Which lines of the records below contain the word "jacket"? Identify each one and copy it out in full.
## begin GIVEN DATA
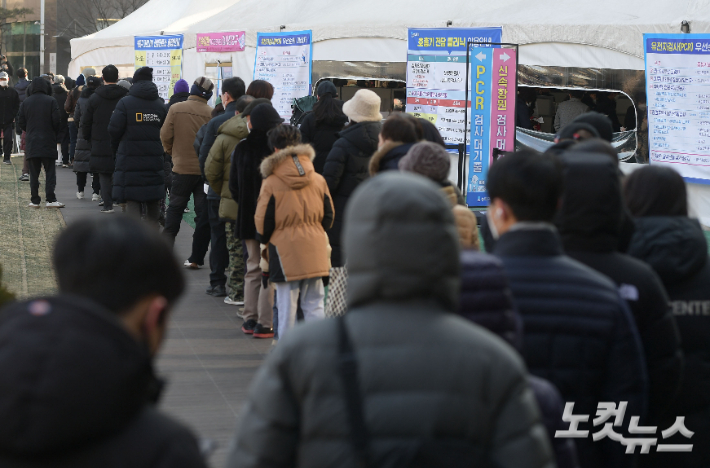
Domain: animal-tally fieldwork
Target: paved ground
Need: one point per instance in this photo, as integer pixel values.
(207, 360)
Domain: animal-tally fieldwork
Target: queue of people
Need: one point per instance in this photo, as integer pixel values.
(595, 289)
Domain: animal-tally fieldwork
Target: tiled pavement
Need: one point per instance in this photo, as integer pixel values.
(206, 359)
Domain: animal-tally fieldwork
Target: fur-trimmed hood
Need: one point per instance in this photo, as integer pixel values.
(269, 165)
(387, 157)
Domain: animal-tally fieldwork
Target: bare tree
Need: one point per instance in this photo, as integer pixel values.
(82, 17)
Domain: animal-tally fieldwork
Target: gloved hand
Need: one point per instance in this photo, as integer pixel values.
(265, 279)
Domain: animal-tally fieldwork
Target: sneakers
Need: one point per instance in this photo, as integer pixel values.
(249, 326)
(261, 331)
(191, 266)
(229, 301)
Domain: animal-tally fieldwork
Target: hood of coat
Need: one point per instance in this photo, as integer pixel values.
(144, 90)
(111, 92)
(389, 151)
(235, 127)
(674, 246)
(590, 217)
(401, 242)
(87, 92)
(70, 374)
(286, 164)
(40, 85)
(364, 135)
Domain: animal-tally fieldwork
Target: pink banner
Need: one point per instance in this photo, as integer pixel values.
(220, 42)
(503, 100)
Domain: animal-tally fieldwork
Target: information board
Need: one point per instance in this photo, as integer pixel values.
(285, 61)
(436, 76)
(678, 96)
(493, 88)
(164, 55)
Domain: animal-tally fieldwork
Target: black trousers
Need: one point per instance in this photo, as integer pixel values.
(183, 186)
(7, 140)
(219, 254)
(50, 171)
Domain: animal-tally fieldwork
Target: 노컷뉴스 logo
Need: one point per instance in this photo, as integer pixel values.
(607, 409)
(144, 117)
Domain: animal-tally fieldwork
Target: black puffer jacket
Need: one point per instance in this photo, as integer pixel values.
(82, 154)
(589, 225)
(579, 334)
(487, 301)
(94, 123)
(39, 117)
(345, 168)
(135, 136)
(9, 105)
(440, 384)
(322, 136)
(78, 391)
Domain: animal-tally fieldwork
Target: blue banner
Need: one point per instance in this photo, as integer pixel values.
(481, 97)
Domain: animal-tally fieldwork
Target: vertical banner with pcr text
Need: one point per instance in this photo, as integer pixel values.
(164, 55)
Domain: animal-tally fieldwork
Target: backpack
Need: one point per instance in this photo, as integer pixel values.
(301, 106)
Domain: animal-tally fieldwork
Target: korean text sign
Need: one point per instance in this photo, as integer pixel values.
(164, 55)
(678, 96)
(285, 61)
(436, 76)
(220, 42)
(493, 88)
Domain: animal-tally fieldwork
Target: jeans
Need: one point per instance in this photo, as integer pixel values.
(106, 189)
(201, 237)
(73, 132)
(81, 182)
(184, 185)
(152, 211)
(50, 171)
(7, 140)
(219, 255)
(287, 300)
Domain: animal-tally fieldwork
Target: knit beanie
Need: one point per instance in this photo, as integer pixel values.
(181, 86)
(143, 74)
(202, 87)
(264, 117)
(428, 159)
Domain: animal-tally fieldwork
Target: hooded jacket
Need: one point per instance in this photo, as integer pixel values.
(78, 391)
(95, 123)
(589, 223)
(135, 136)
(675, 247)
(9, 105)
(292, 214)
(178, 133)
(487, 301)
(345, 168)
(82, 153)
(579, 333)
(439, 385)
(387, 157)
(39, 117)
(322, 136)
(245, 180)
(218, 163)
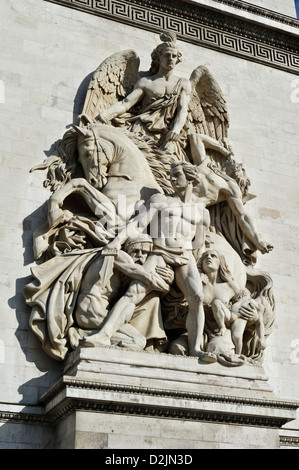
## end GIVEN DATA
_TASK ANSWER_:
Target: black puffer jacket
Target: hooded jacket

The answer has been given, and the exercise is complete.